Present the material below, from the line with "In the photo above, where can the bed" to the line with "column 89, row 328", as a Markdown table with columns Number and Text, one numbered row per line, with blank lines omitted.
====== DATASET
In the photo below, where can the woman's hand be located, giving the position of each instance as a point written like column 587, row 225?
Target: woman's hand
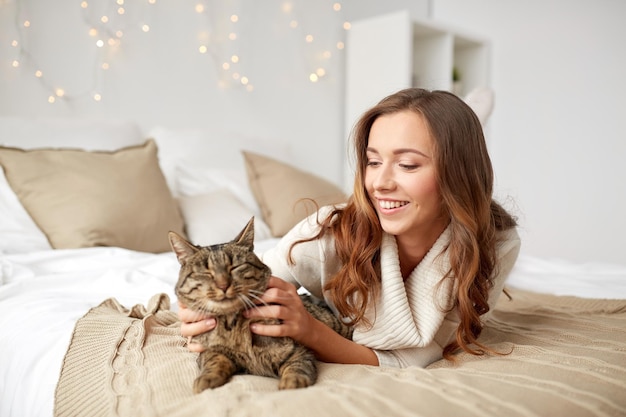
column 282, row 302
column 193, row 323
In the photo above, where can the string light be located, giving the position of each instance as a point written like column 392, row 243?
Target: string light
column 310, row 41
column 108, row 21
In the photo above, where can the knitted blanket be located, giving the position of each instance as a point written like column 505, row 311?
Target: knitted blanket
column 566, row 357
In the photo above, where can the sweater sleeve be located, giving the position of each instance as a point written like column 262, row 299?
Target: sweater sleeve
column 314, row 261
column 508, row 251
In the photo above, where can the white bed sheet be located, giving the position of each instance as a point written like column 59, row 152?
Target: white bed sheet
column 44, row 293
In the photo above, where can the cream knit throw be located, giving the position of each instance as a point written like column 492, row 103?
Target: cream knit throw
column 568, row 358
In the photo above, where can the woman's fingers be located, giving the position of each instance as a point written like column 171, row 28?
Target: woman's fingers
column 195, row 328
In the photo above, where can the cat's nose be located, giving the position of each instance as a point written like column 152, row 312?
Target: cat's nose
column 222, row 284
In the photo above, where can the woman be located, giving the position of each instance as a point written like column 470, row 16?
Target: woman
column 417, row 256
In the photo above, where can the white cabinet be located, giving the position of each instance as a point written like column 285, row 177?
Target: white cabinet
column 390, row 52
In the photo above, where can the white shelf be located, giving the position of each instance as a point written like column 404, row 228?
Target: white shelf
column 387, row 53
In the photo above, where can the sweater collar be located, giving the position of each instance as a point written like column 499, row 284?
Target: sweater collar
column 408, row 313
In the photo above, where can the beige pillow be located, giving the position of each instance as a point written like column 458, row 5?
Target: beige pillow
column 83, row 199
column 282, row 190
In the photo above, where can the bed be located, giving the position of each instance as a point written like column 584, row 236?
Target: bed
column 89, row 328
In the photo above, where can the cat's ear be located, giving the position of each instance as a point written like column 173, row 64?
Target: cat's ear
column 246, row 236
column 181, row 247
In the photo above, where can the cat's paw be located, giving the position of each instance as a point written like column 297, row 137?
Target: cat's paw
column 206, row 381
column 294, row 381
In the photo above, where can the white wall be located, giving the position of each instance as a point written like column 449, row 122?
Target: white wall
column 160, row 78
column 557, row 134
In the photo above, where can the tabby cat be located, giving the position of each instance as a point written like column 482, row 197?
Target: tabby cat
column 224, row 280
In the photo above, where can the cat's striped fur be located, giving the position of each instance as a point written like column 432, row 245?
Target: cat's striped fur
column 224, row 280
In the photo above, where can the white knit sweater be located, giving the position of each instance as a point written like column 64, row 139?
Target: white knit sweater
column 409, row 326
============
_RESULT OF THIS TASK_.
| Number | Text |
|---|---|
| 1 | In the photo above, where can the bed be located, giving the position of each instance as a point written like column 584, row 236? |
| 2 | Target: bed |
| 3 | column 89, row 328 |